__PASSAGE GIVEN__
* START *

Written by Ali Zeybek | 18 February 2024

Question

I have two streaming applications. One of them (unbounded-source-blackhole-sink) has an unbounded source which lets the application run continuously and never finish. The other one (bounded-source-blackhole-sink) has a bounded source and comes to an end after processing all the input. I would like to automate the coordination of these two deployments so that every X hours:

  1. Stop the unbounded-source-blackhole-sink
  2. Start the bounded-source-blackhole-sink
  3. Wait till the bounded-source-blackhole-sink is finished
  4. Start the unbounded-source-blackhole-sink without loosing state

Answer

Note: This section applies to Flink 1.15 with Ververica Platform 2.8.

Overview

Previously, in How to Add Scheduling Capabilities to Ververica Platform: Sidecar Container, we have tackled the exact same problem by developing a Node JS application and deployed it as a side car container alongside Ververica Platform. In that article, all the logic to monitor, schedule and trigger the state transitions of Apache Flink deployments for all the steps mentioned above (1-4) were part of a single application. However, this approach is quite naive in the sense that it does not have advanced scheduling capabilities such that having the state for different runs and lacking the templating options as the transition rules were hard coded.

* END *

Point annotation dataset records

* START *

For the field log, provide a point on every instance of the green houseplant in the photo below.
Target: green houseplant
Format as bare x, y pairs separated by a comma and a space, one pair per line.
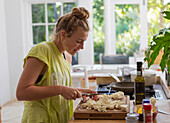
160, 41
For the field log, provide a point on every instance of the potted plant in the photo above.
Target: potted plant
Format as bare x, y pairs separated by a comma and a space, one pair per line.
160, 41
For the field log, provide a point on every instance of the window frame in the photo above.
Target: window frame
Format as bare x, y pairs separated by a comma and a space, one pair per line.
109, 21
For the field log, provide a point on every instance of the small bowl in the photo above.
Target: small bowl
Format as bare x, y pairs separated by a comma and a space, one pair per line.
138, 109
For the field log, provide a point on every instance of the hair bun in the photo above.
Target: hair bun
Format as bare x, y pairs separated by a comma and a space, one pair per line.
80, 13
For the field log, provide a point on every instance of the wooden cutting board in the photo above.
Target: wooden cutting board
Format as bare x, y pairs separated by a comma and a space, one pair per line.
83, 113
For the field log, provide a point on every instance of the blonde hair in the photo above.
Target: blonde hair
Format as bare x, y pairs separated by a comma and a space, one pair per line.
70, 22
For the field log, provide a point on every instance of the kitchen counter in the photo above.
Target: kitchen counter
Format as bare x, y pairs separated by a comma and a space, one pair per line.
161, 118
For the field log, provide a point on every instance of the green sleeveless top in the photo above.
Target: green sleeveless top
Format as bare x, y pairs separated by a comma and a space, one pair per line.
54, 109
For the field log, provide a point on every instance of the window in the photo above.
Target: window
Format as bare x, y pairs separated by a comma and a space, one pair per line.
44, 17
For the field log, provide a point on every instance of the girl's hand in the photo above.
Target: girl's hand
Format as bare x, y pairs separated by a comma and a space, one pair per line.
70, 93
85, 90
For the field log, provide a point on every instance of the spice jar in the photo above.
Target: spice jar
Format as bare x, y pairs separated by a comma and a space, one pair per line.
147, 113
132, 118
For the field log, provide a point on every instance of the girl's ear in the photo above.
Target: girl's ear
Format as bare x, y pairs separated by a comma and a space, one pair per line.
63, 34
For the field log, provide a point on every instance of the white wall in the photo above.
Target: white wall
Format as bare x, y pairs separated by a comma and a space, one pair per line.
4, 69
14, 42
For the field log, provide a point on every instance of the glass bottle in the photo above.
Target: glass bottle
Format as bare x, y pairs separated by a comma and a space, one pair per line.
147, 113
139, 85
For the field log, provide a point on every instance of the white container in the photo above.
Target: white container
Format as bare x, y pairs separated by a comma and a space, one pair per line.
149, 76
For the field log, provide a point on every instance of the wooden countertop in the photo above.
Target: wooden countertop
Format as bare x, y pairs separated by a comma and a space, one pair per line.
161, 118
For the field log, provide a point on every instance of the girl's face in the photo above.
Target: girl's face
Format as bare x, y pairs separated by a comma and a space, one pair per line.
74, 43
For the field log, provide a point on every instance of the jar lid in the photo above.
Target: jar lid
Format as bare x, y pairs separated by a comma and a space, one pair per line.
147, 106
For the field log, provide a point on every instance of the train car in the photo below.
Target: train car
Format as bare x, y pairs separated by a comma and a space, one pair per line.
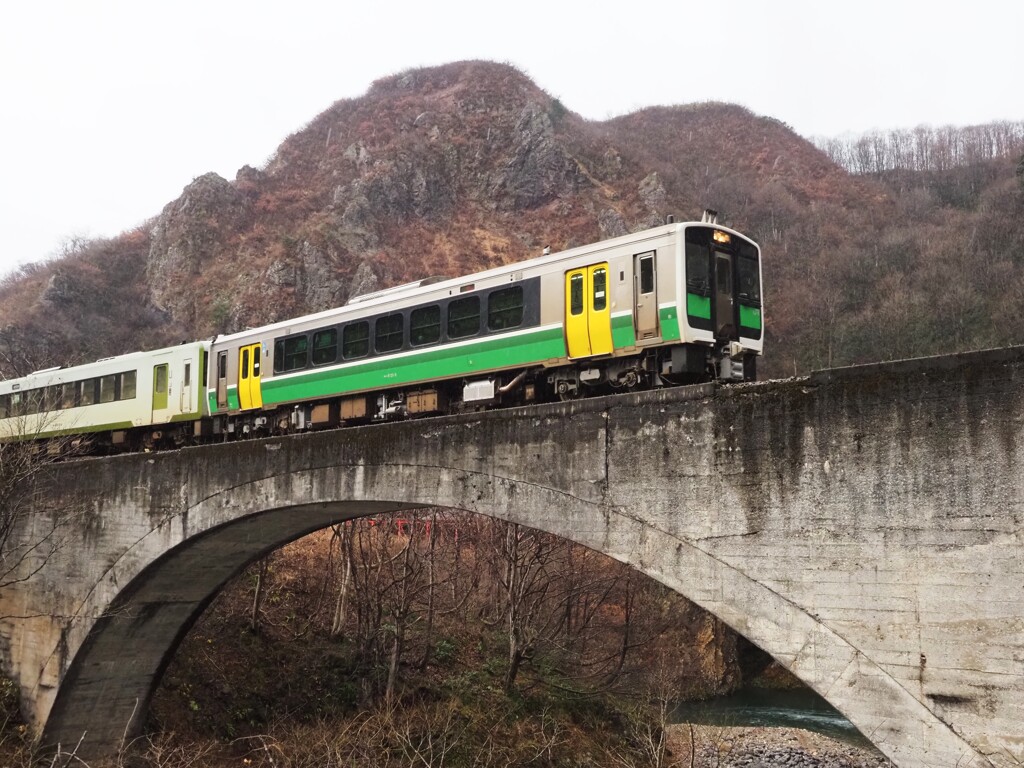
673, 304
131, 400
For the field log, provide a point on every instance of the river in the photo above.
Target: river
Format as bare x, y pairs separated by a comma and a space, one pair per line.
767, 707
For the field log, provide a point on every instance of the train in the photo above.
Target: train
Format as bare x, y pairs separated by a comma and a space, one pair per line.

* END *

__TASKS TO COMPLETE__
1. Reproduce word for word the portion of the scheduling passage that opens with the words containing "Previously, in How" and closes with "were hard coded.".
2. Based on the scheduling passage, decide whether each statement agrees with it, answering yes or no and quoting the words that settle it: (a) the bounded-source-blackhole-sink application runs continuously and never finishes; (b) the answer applies to Flink 1.15 with Ververica Platform 2.8; (c) the earlier solution was a Node JS application deployed as a sidecar container.
None of the material is needed.

__ANSWERS BELOW__
1.
Previously, in How to Add Scheduling Capabilities to Ververica Platform: Sidecar Container, we have tackled the exact same problem by developing a Node JS application and deployed it as a side car container alongside Ververica Platform. In that article, all the logic to monitor, schedule and trigger the state transitions of Apache Flink deployments for all the steps mentioned above (1-4) were part of a single application. However, this approach is quite naive in the sense that it does not have advanced scheduling capabilities such that having the state for different runs and lacking the templating options as the transition rules were hard coded.

2.
(a) No: "The other one (bounded-source-blackhole-sink) has a bounded source and comes to an end after processing all the input."
(b) Yes: "Note: This section applies to Flink 1.15 with Ververica Platform 2.8."
(c) Yes: "we have tackled the exact same problem by developing a Node JS application and deployed it as a side car container alongside Ververica Platform."